Assigned task – What is needed is an exact copy of the records, with the images left out.

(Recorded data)
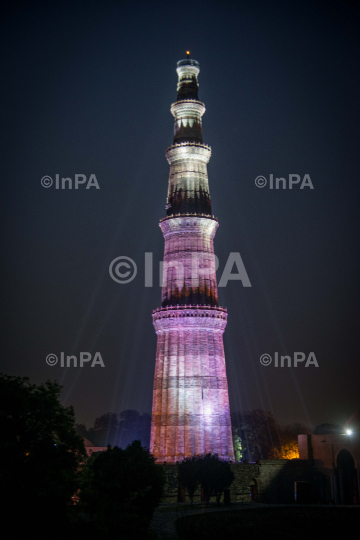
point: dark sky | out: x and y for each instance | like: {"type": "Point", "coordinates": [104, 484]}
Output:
{"type": "Point", "coordinates": [86, 88]}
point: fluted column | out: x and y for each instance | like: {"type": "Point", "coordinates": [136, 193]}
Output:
{"type": "Point", "coordinates": [191, 413]}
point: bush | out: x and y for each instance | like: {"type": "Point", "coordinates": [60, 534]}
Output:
{"type": "Point", "coordinates": [121, 489]}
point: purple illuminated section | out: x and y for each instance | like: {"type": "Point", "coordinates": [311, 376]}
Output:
{"type": "Point", "coordinates": [191, 413]}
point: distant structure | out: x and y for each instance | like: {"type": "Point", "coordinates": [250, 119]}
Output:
{"type": "Point", "coordinates": [335, 453]}
{"type": "Point", "coordinates": [91, 449]}
{"type": "Point", "coordinates": [190, 413]}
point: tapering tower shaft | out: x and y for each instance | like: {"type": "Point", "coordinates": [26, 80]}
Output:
{"type": "Point", "coordinates": [191, 412]}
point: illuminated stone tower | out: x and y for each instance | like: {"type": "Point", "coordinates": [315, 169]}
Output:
{"type": "Point", "coordinates": [190, 412]}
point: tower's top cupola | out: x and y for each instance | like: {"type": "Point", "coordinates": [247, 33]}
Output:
{"type": "Point", "coordinates": [188, 71]}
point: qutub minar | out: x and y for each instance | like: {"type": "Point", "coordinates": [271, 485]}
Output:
{"type": "Point", "coordinates": [190, 413]}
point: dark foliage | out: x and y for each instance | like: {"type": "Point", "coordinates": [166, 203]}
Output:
{"type": "Point", "coordinates": [209, 471]}
{"type": "Point", "coordinates": [121, 488]}
{"type": "Point", "coordinates": [40, 454]}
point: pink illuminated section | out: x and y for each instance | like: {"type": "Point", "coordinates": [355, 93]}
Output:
{"type": "Point", "coordinates": [191, 413]}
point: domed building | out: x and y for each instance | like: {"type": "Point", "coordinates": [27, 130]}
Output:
{"type": "Point", "coordinates": [335, 452]}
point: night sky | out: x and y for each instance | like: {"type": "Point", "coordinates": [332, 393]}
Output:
{"type": "Point", "coordinates": [87, 88]}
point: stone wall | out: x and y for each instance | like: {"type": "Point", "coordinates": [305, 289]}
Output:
{"type": "Point", "coordinates": [268, 481]}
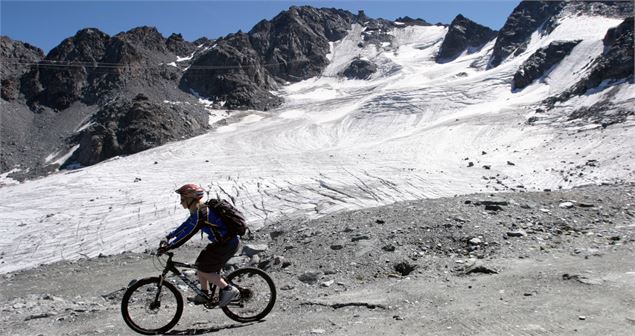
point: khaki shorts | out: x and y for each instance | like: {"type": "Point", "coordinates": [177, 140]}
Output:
{"type": "Point", "coordinates": [214, 256]}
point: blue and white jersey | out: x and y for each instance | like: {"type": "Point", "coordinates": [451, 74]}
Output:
{"type": "Point", "coordinates": [185, 231]}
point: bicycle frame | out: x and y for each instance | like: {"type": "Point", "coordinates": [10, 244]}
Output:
{"type": "Point", "coordinates": [171, 266]}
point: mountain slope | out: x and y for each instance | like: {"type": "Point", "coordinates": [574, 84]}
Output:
{"type": "Point", "coordinates": [414, 129]}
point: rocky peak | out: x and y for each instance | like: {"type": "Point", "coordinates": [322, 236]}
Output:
{"type": "Point", "coordinates": [17, 59]}
{"type": "Point", "coordinates": [87, 45]}
{"type": "Point", "coordinates": [147, 37]}
{"type": "Point", "coordinates": [125, 127]}
{"type": "Point", "coordinates": [538, 64]}
{"type": "Point", "coordinates": [530, 16]}
{"type": "Point", "coordinates": [176, 44]}
{"type": "Point", "coordinates": [412, 22]}
{"type": "Point", "coordinates": [243, 67]}
{"type": "Point", "coordinates": [463, 34]}
{"type": "Point", "coordinates": [526, 18]}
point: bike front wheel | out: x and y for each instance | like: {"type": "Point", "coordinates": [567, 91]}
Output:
{"type": "Point", "coordinates": [257, 295]}
{"type": "Point", "coordinates": [150, 309]}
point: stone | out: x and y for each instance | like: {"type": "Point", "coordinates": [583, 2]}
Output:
{"type": "Point", "coordinates": [310, 277]}
{"type": "Point", "coordinates": [360, 237]}
{"type": "Point", "coordinates": [250, 250]}
{"type": "Point", "coordinates": [517, 233]}
{"type": "Point", "coordinates": [566, 205]}
{"type": "Point", "coordinates": [359, 69]}
{"type": "Point", "coordinates": [540, 62]}
{"type": "Point", "coordinates": [327, 283]}
{"type": "Point", "coordinates": [463, 34]}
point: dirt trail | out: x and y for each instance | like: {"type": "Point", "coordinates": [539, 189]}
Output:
{"type": "Point", "coordinates": [580, 281]}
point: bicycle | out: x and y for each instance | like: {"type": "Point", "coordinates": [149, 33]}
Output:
{"type": "Point", "coordinates": [146, 301]}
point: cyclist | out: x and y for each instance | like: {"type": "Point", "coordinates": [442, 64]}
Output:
{"type": "Point", "coordinates": [213, 257]}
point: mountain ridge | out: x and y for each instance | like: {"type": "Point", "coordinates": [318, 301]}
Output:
{"type": "Point", "coordinates": [238, 71]}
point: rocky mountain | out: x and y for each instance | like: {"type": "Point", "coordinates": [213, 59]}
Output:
{"type": "Point", "coordinates": [83, 92]}
{"type": "Point", "coordinates": [538, 64]}
{"type": "Point", "coordinates": [16, 58]}
{"type": "Point", "coordinates": [524, 20]}
{"type": "Point", "coordinates": [127, 127]}
{"type": "Point", "coordinates": [542, 16]}
{"type": "Point", "coordinates": [242, 68]}
{"type": "Point", "coordinates": [51, 97]}
{"type": "Point", "coordinates": [463, 34]}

Solution to the problem –
point: dark sky | out: x and y for each instance | like: {"type": "Point", "coordinates": [104, 484]}
Output:
{"type": "Point", "coordinates": [86, 88]}
point: fluted column | out: x and y for each instance | like: {"type": "Point", "coordinates": [136, 193]}
Output:
{"type": "Point", "coordinates": [191, 413]}
point: bush | out: x and y for each instance | like: {"type": "Point", "coordinates": [60, 534]}
Output:
{"type": "Point", "coordinates": [121, 489]}
point: purple illuminated section | out: x and y for each instance | like: {"type": "Point", "coordinates": [311, 376]}
Output:
{"type": "Point", "coordinates": [191, 413]}
point: distant structure | out: x and y for each instance | like: {"type": "Point", "coordinates": [250, 119]}
Output:
{"type": "Point", "coordinates": [335, 453]}
{"type": "Point", "coordinates": [91, 449]}
{"type": "Point", "coordinates": [190, 413]}
point: tapering tower shaft | out: x and y for each instance | like: {"type": "Point", "coordinates": [26, 80]}
Output:
{"type": "Point", "coordinates": [191, 412]}
point: illuminated stone tower | out: x and y for each instance | like: {"type": "Point", "coordinates": [315, 169]}
Output:
{"type": "Point", "coordinates": [190, 412]}
point: tower's top cupola | out: x and y for each instance | like: {"type": "Point", "coordinates": [247, 33]}
Output:
{"type": "Point", "coordinates": [188, 71]}
point: qutub minar | out: x and y for each instance | like: {"type": "Point", "coordinates": [271, 485]}
Output:
{"type": "Point", "coordinates": [190, 413]}
point: dark foliage | out: x and y for each instance | like: {"type": "Point", "coordinates": [166, 203]}
Output:
{"type": "Point", "coordinates": [209, 471]}
{"type": "Point", "coordinates": [121, 488]}
{"type": "Point", "coordinates": [40, 454]}
point: pink illuminated section | out: x and y for each instance | like: {"type": "Point", "coordinates": [355, 93]}
Output:
{"type": "Point", "coordinates": [191, 413]}
point: domed building | out: x and y for each instance | like: {"type": "Point", "coordinates": [27, 130]}
Output:
{"type": "Point", "coordinates": [335, 452]}
point: night sky | out: x and y for each instance | like: {"type": "Point", "coordinates": [332, 393]}
Output:
{"type": "Point", "coordinates": [87, 88]}
point: stone wall | out: x and y for each instance | like: {"type": "Point", "coordinates": [305, 289]}
Output:
{"type": "Point", "coordinates": [268, 481]}
point: khaki shorts | out: x and y for each instance | like: {"type": "Point", "coordinates": [177, 140]}
Output:
{"type": "Point", "coordinates": [214, 256]}
point: blue and white jersey | out: x and y for each instance | like: {"type": "Point", "coordinates": [451, 74]}
Output:
{"type": "Point", "coordinates": [185, 231]}
point: bicycle frame | out: x and y for each instance | like: {"type": "Point", "coordinates": [10, 244]}
Output:
{"type": "Point", "coordinates": [171, 266]}
point: mountain slope | out: x and y for each instance | like: {"type": "Point", "coordinates": [574, 84]}
Output:
{"type": "Point", "coordinates": [414, 129]}
point: rocky peak | out: x and y for each instance | like: {"type": "Point", "coordinates": [322, 236]}
Output:
{"type": "Point", "coordinates": [17, 59]}
{"type": "Point", "coordinates": [87, 45]}
{"type": "Point", "coordinates": [147, 37]}
{"type": "Point", "coordinates": [125, 127]}
{"type": "Point", "coordinates": [538, 64]}
{"type": "Point", "coordinates": [530, 16]}
{"type": "Point", "coordinates": [176, 44]}
{"type": "Point", "coordinates": [412, 22]}
{"type": "Point", "coordinates": [243, 67]}
{"type": "Point", "coordinates": [463, 34]}
{"type": "Point", "coordinates": [526, 18]}
point: bike front wheel | out: x and y for each instance | like: {"type": "Point", "coordinates": [567, 91]}
Output:
{"type": "Point", "coordinates": [257, 295]}
{"type": "Point", "coordinates": [150, 309]}
point: stone | out: x and y for each instance | like: {"type": "Point", "coordinates": [583, 2]}
Output:
{"type": "Point", "coordinates": [310, 277]}
{"type": "Point", "coordinates": [360, 237]}
{"type": "Point", "coordinates": [250, 250]}
{"type": "Point", "coordinates": [517, 233]}
{"type": "Point", "coordinates": [566, 205]}
{"type": "Point", "coordinates": [359, 69]}
{"type": "Point", "coordinates": [540, 62]}
{"type": "Point", "coordinates": [327, 283]}
{"type": "Point", "coordinates": [463, 34]}
point: dirt trail | out: x and y for each instance | like: {"type": "Point", "coordinates": [539, 189]}
Output:
{"type": "Point", "coordinates": [580, 281]}
point: bicycle | out: x and y for each instance | like: {"type": "Point", "coordinates": [149, 33]}
Output:
{"type": "Point", "coordinates": [146, 301]}
point: cyclist | out: x and y for each instance | like: {"type": "Point", "coordinates": [442, 64]}
Output:
{"type": "Point", "coordinates": [213, 257]}
point: mountain ridge | out: x and y for each instance | like: {"type": "Point", "coordinates": [318, 301]}
Output:
{"type": "Point", "coordinates": [238, 71]}
point: rocky mountain | out: x and y for each instance | like: {"type": "Point", "coordinates": [213, 59]}
Output:
{"type": "Point", "coordinates": [83, 92]}
{"type": "Point", "coordinates": [538, 64]}
{"type": "Point", "coordinates": [16, 58]}
{"type": "Point", "coordinates": [524, 20]}
{"type": "Point", "coordinates": [127, 127]}
{"type": "Point", "coordinates": [542, 16]}
{"type": "Point", "coordinates": [242, 68]}
{"type": "Point", "coordinates": [51, 97]}
{"type": "Point", "coordinates": [463, 34]}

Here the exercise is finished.